***** Records shown *****
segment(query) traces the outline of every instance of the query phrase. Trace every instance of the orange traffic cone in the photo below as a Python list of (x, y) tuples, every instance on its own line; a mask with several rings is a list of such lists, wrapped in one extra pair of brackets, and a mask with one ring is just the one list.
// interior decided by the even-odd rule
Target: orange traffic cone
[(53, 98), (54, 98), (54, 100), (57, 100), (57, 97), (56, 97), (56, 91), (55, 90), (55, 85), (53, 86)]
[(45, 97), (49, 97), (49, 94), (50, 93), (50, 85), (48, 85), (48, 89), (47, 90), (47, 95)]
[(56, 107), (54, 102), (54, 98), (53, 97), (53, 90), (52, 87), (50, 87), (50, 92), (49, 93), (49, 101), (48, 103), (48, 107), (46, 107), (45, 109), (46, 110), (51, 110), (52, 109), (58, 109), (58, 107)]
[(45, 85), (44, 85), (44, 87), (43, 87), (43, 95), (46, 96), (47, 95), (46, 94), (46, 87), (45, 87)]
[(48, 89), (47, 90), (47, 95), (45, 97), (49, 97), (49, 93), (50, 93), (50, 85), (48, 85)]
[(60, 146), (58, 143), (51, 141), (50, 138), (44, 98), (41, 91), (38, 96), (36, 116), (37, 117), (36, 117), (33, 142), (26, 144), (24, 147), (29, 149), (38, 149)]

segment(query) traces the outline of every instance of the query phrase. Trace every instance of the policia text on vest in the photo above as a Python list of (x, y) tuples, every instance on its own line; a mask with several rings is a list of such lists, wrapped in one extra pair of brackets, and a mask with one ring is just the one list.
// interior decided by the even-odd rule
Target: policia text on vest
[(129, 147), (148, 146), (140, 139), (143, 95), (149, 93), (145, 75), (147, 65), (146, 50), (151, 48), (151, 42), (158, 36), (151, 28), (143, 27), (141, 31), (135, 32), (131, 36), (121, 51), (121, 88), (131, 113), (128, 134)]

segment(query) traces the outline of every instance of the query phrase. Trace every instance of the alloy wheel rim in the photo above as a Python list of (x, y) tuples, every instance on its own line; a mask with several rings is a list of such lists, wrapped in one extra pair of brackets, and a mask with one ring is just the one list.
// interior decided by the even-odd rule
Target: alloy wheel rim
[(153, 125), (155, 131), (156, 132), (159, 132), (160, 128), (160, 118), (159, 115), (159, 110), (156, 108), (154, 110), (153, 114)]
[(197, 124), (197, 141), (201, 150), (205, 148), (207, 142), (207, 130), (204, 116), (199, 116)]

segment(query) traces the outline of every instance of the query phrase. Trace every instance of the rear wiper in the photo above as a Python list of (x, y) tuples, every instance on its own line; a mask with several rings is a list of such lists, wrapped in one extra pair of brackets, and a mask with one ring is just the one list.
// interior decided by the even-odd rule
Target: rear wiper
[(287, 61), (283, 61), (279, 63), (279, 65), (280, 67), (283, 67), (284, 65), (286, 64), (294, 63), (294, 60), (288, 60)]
*****
Objective: Convert every record above into a two-column CSV with the header input,output. Put each record's text in the input field and its answer in the output field, one row per record, with each field in quotes and line breaks replaced by spaces.

Final answer:
input,output
"segment(query) traces the outline of every instance of the query phrase. Trace every instance of the orange traffic cone in the photo below as a Python list of (x, y) tuples, every instance on its own line; a mask with several rings is a list of such lists, wrapped in one extra pair of brackets, and a mask with one ring is just the one list. // interior decided by the even-odd rule Target: orange traffic cone","[(53, 98), (54, 98), (54, 100), (57, 100), (57, 97), (56, 97), (56, 91), (55, 90), (55, 85), (53, 86)] [(45, 97), (49, 97), (49, 94), (50, 93), (50, 85), (48, 85), (48, 89), (47, 90), (47, 95)] [(56, 107), (54, 102), (54, 98), (53, 97), (53, 90), (52, 87), (50, 87), (50, 92), (49, 93), (49, 101), (48, 103), (48, 107), (46, 107), (45, 109), (46, 110), (51, 110), (52, 109), (58, 109), (58, 107)] [(45, 85), (44, 85), (44, 87), (43, 87), (43, 95), (46, 96), (47, 95), (46, 94), (46, 87), (45, 87)] [(48, 89), (47, 90), (47, 95), (45, 97), (49, 97), (49, 93), (50, 93), (50, 85), (48, 85)] [(60, 146), (58, 143), (51, 141), (50, 138), (44, 98), (41, 91), (38, 96), (36, 116), (37, 117), (36, 117), (33, 142), (26, 144), (24, 147), (29, 149), (38, 149)]"
"segment(query) traces the outline of every instance of the query phrase. Trace every instance of the policia text on vest in the photo above as a Python list of (x, y) tuples, every instance on its own line; a mask with several rings is a list of such lists, wrapped in one extra pair of brackets, and a mask with one ring is just the one list. // interior decided by the even-odd rule Target: policia text on vest","[(129, 147), (148, 146), (140, 139), (143, 95), (149, 93), (145, 75), (147, 65), (146, 50), (151, 48), (151, 42), (158, 36), (151, 28), (143, 27), (141, 31), (135, 32), (131, 36), (121, 51), (121, 88), (131, 113), (128, 134)]"
"segment(query) traces the outline of every instance of the query phrase. Trace every instance of the alloy wheel rim in the photo above as a Python list of (x, y) tuples, every instance on its own line; a mask with several rings is a list of such lists, wrapped in one extra pair of brackets, and a mask with one ring is just the one list. // interior decided by the even-odd rule Target: alloy wheel rim","[(153, 125), (155, 131), (156, 132), (159, 132), (160, 128), (160, 118), (159, 115), (159, 110), (156, 108), (154, 110), (153, 114)] [(197, 124), (197, 141), (201, 150), (205, 148), (207, 142), (207, 130), (204, 116), (199, 116)]"
"segment(query) traces the outline of every instance of the query phrase. Trace every instance of the rear wiper in the photo above as a Python list of (x, y) tuples, every instance on its own line; a mask with several rings is a list of such lists, wrapped in one extra pair of brackets, and a mask with one ring is just the one list. // interior decided by the even-odd rule Target: rear wiper","[(287, 61), (283, 61), (279, 63), (279, 65), (280, 67), (283, 67), (284, 65), (286, 64), (294, 63), (294, 60), (288, 60)]"